_PROVIDED MATERIAL_

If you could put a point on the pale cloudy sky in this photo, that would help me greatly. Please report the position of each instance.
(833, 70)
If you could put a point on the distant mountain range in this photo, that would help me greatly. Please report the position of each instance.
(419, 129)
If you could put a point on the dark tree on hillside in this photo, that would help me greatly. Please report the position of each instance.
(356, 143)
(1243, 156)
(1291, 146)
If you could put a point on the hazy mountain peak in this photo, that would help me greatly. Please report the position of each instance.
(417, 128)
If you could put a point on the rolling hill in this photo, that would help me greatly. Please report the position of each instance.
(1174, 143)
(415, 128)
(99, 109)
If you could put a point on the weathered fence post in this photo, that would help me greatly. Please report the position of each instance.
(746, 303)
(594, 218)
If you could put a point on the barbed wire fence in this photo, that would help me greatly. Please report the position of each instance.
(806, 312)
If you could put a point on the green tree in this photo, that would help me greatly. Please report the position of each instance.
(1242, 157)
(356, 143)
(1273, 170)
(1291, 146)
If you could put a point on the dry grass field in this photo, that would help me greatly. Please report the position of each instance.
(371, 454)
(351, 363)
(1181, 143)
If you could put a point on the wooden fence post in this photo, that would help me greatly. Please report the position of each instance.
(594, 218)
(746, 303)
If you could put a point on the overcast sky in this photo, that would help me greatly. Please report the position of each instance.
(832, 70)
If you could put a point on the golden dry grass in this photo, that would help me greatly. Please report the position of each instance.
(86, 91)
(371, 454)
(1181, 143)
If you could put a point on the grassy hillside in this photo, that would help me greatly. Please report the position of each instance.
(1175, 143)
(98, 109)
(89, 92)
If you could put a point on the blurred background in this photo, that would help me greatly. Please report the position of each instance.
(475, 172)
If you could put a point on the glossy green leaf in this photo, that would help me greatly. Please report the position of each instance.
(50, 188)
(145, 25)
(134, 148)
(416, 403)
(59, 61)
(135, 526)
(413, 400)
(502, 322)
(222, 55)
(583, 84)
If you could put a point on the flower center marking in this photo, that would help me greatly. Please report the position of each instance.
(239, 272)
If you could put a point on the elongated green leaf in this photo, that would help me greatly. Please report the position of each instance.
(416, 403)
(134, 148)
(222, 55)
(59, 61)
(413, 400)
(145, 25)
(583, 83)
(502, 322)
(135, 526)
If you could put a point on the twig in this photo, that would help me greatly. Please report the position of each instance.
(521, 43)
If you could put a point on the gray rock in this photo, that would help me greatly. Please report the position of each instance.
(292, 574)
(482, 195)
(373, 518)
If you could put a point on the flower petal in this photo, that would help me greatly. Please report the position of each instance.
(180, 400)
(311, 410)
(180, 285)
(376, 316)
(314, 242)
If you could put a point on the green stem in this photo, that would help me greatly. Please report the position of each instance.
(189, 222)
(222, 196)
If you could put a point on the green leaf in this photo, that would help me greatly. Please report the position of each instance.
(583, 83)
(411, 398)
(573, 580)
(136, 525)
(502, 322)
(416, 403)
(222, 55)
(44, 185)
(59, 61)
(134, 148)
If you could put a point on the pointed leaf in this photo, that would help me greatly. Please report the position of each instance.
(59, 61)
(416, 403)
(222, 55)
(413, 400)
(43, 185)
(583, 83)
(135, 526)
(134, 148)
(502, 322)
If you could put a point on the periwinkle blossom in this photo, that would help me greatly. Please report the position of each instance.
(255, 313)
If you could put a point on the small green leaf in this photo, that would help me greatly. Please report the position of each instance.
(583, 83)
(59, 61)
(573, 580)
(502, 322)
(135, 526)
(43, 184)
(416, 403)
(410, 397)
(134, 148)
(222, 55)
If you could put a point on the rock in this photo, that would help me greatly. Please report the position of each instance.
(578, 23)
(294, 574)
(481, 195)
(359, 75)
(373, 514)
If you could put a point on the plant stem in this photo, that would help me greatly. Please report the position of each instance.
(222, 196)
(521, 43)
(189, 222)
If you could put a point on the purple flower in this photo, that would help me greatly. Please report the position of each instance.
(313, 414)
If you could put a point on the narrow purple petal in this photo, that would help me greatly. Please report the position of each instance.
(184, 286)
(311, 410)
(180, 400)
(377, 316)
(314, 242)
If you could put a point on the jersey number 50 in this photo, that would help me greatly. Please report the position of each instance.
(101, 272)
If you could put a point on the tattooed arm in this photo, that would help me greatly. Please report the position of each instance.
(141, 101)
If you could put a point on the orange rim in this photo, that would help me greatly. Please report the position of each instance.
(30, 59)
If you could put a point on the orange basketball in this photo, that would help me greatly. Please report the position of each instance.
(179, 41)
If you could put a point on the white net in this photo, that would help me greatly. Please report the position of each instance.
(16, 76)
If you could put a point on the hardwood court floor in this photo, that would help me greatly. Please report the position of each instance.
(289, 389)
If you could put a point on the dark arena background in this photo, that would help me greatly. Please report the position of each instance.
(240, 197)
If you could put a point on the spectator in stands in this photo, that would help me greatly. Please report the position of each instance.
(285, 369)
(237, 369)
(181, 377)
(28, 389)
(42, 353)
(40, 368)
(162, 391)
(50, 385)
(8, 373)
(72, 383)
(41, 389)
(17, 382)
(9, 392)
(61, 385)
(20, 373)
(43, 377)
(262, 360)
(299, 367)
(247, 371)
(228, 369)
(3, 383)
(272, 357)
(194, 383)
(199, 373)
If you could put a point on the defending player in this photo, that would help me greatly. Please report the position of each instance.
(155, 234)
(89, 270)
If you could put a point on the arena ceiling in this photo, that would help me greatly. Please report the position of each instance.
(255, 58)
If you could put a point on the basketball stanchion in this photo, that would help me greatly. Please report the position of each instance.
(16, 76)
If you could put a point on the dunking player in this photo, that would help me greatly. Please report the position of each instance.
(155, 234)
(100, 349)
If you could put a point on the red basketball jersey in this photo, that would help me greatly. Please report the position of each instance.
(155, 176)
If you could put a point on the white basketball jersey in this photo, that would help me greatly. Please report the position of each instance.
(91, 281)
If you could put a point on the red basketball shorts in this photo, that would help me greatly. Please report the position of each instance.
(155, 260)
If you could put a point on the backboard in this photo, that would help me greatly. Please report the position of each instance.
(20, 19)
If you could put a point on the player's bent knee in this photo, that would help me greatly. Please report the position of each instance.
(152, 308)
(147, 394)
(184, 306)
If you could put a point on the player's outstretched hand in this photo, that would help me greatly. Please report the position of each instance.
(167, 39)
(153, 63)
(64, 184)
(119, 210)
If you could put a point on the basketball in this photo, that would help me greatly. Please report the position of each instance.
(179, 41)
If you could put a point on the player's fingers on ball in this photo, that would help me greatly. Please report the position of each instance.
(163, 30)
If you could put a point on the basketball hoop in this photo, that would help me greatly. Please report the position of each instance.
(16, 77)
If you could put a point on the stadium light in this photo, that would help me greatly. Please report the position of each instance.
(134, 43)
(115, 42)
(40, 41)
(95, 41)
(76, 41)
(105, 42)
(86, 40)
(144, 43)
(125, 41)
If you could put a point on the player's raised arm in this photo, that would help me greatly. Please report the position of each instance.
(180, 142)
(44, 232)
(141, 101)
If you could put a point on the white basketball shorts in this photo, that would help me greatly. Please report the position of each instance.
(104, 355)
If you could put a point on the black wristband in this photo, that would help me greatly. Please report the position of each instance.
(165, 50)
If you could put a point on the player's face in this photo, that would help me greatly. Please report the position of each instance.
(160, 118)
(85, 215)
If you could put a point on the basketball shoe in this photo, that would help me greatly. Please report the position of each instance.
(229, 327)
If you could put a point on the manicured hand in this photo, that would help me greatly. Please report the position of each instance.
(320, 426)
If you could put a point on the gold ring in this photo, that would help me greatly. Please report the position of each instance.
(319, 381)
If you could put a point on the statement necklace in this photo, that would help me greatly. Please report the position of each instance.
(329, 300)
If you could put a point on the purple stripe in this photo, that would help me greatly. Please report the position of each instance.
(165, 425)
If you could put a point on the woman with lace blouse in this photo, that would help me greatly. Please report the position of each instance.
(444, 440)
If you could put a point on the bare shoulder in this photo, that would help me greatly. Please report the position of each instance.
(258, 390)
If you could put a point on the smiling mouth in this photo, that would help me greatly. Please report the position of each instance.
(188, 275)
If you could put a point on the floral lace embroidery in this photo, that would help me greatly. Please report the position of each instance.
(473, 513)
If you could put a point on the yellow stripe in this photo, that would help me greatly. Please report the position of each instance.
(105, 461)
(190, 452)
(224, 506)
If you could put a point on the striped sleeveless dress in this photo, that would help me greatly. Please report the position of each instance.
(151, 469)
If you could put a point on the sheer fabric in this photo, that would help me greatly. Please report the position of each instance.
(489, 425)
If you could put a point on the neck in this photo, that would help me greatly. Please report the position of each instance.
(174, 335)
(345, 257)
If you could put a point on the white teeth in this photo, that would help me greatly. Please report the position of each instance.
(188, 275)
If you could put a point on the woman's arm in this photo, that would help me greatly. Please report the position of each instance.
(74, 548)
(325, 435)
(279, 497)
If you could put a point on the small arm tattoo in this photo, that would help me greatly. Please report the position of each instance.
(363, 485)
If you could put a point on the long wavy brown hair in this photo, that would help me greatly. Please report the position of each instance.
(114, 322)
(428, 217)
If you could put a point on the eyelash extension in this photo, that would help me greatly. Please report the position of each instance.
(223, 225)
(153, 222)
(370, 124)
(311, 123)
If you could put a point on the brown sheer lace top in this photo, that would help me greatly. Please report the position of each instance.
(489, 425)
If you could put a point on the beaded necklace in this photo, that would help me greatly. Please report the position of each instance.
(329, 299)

_SET PROBLEM_
Rewrite the material from the line containing "If you could put a point on the brown" through the last line as a JSON list of strings, one string per line and no blank lines.

_WRITTEN REPLY_
[
  "If you could put a point on the brown sheer lace top in this photo, that would help me greatly. Please report the position of each instance.",
  "(489, 425)",
  "If you could put a point on the beaded necklace in this photo, that would help me greatly. Please report the position of each instance.",
  "(329, 299)"
]